[SUPPLIED DATA]
--- start ---

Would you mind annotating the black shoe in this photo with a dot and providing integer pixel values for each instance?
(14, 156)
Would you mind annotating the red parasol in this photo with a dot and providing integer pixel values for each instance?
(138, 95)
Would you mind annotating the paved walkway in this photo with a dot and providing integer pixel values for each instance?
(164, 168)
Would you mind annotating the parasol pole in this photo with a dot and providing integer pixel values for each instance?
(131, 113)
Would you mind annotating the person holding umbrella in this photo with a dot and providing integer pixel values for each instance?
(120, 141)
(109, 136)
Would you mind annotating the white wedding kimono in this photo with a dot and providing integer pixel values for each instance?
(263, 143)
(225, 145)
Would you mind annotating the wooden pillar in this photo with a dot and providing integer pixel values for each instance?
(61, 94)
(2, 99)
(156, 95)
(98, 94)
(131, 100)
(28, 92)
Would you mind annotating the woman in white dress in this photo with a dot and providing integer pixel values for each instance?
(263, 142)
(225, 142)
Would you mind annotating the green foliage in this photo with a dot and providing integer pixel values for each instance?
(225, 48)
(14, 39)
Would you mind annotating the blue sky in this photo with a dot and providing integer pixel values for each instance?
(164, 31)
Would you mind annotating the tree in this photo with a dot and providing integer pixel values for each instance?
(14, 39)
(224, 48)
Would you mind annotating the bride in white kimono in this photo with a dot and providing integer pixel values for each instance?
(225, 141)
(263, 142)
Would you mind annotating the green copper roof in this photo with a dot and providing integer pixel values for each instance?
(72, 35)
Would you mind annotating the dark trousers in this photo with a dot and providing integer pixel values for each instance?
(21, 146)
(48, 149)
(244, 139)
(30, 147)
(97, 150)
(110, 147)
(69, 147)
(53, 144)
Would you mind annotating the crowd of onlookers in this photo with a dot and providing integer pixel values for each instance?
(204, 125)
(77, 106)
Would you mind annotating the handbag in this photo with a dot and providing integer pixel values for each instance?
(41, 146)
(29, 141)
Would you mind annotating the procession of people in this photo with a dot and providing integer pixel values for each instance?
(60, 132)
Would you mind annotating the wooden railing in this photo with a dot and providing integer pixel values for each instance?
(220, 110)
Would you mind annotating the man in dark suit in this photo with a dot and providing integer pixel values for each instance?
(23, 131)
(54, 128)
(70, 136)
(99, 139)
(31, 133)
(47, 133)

--- end ---

[WHAT YOU HAVE TO DO]
Copy the lines of the listing verbatim, starting with the line that contains "Would you mind annotating the crowd" and continuing through the last line of the listing.

[SOLUTION FOR THIS EXERCISE]
Would you mind annotating the crowd of onlookers in this photo with a dot and providing integer pixel values for each instance?
(204, 125)
(77, 106)
Would you mind annotating the handbag in this photo with a dot and providing integer pixel values for each instance?
(41, 146)
(29, 141)
Would you mind annotating the procession of people in this photo with a dot and providing integer pixel values for each instance?
(60, 132)
Would you mind annotating the wooden railing in this photo with a dot and providing integer pixel values for each instance?
(220, 110)
Would you mind annotating the man in dark suit in this photo with a dot and providing integer pixel values for each instance?
(23, 131)
(54, 128)
(70, 136)
(99, 139)
(31, 133)
(47, 133)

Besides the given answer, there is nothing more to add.